Below are records; count how many of their lines contain the word "instance" and give the number alone.

Data for this task:
┄┄┄┄┄┄
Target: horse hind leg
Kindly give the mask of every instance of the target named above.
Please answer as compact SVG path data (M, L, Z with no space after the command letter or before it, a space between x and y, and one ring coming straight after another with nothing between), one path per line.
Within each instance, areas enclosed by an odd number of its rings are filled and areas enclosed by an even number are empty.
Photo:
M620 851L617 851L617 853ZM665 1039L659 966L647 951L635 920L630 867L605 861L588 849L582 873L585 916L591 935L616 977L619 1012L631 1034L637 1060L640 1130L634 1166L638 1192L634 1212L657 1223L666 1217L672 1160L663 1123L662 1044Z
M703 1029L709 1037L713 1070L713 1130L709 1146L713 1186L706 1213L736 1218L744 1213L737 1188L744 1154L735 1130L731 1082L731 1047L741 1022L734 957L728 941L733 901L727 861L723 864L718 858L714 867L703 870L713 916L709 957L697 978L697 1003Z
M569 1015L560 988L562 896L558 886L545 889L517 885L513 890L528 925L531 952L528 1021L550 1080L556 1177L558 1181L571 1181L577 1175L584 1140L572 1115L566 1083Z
┄┄┄┄┄┄
Exercise output: 2